-- Opening Marker --

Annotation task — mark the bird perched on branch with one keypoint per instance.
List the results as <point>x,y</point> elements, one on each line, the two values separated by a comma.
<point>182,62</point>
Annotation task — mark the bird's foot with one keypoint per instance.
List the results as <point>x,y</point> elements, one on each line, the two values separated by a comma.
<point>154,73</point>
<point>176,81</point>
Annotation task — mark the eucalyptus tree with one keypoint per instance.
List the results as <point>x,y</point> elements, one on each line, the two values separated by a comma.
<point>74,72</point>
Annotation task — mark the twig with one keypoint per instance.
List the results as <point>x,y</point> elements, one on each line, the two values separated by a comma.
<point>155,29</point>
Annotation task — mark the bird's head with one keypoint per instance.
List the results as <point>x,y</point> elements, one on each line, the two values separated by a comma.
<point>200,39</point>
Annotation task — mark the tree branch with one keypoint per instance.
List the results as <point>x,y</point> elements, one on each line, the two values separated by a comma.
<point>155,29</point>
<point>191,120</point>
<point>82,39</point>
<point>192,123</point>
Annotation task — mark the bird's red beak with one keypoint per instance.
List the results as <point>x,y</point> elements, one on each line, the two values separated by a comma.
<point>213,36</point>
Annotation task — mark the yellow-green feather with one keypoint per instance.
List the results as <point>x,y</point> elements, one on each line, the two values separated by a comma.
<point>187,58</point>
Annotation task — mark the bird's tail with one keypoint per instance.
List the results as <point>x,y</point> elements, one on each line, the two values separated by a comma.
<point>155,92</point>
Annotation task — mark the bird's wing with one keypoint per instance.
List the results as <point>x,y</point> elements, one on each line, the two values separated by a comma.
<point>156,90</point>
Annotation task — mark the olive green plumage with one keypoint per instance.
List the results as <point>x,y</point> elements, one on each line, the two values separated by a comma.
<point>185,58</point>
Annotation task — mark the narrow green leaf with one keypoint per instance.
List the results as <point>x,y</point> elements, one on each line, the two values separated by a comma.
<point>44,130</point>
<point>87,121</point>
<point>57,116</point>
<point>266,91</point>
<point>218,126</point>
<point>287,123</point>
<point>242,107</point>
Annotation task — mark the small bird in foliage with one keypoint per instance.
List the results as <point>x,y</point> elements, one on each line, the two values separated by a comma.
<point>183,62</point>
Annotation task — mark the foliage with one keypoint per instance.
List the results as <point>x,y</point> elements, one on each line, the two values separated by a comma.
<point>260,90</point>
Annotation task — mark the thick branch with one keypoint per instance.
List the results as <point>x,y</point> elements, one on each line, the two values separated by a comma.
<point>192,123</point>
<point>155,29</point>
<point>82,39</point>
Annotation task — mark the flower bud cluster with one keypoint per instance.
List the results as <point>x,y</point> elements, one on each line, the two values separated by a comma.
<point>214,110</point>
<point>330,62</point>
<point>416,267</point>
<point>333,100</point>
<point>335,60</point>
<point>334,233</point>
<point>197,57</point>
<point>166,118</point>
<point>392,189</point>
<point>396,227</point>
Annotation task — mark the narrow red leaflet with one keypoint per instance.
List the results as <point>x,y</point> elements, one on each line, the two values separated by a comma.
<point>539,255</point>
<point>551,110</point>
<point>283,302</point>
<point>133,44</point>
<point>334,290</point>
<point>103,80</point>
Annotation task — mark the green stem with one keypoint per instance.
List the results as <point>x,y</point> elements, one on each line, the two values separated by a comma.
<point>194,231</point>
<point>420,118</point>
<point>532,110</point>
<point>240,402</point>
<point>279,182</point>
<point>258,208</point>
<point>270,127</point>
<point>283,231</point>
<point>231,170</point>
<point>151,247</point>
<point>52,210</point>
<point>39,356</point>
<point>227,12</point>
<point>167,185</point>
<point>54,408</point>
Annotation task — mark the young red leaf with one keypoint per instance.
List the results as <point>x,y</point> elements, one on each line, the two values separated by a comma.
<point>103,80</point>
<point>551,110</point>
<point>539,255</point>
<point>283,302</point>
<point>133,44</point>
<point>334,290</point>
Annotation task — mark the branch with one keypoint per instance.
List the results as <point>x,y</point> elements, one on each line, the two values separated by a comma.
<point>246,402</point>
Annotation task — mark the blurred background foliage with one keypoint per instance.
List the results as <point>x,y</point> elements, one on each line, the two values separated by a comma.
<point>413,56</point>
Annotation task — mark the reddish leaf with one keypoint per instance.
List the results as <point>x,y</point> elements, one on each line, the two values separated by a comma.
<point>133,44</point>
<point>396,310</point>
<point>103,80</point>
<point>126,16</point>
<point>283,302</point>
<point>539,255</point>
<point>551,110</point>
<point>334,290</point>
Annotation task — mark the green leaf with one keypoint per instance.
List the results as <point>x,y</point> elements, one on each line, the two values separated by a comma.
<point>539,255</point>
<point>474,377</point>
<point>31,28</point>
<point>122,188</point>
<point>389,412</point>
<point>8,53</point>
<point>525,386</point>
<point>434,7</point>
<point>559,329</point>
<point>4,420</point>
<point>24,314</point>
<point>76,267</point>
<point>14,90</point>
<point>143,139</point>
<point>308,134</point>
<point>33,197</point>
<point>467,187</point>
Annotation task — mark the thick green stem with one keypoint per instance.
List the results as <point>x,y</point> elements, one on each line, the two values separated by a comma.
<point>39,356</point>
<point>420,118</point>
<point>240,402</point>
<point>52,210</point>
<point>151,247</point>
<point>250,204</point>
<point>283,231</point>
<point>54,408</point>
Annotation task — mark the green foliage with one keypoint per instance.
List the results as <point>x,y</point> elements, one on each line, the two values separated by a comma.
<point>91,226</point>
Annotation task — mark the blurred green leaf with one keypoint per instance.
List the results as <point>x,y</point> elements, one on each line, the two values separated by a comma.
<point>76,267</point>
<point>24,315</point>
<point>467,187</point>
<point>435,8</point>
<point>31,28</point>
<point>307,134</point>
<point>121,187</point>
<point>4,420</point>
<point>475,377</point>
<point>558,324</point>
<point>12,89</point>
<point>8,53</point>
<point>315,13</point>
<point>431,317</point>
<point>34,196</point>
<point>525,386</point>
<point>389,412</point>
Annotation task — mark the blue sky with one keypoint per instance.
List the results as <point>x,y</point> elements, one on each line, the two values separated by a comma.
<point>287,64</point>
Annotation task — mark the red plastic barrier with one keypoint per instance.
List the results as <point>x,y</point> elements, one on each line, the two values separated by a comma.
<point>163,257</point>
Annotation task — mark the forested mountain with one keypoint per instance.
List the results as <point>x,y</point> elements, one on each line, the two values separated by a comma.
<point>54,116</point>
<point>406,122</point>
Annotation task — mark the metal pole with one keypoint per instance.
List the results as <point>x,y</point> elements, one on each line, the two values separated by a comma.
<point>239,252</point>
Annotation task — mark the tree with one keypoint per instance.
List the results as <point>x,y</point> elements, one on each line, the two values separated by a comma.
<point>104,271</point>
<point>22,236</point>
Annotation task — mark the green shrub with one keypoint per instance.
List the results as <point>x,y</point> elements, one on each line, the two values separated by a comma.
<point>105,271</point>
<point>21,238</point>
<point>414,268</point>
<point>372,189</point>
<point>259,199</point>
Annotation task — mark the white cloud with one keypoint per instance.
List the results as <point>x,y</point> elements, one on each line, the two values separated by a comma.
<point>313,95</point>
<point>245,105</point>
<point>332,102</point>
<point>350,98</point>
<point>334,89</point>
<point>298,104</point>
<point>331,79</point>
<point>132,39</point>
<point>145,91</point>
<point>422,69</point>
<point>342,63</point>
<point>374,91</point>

-- Closing Marker --

**To do:**
Restate, word for word and without additions, every line from the top of the listing above through the line that contains "Annotation task — mark the bird's foot".

**Task answer:**
Annotation task — mark the bird perched on branch with one keypoint per instance.
List the results as <point>x,y</point> elements, one on each line, the two values separated by a comma.
<point>182,62</point>
Annotation task — mark the bird's foot with one keypoint per instance.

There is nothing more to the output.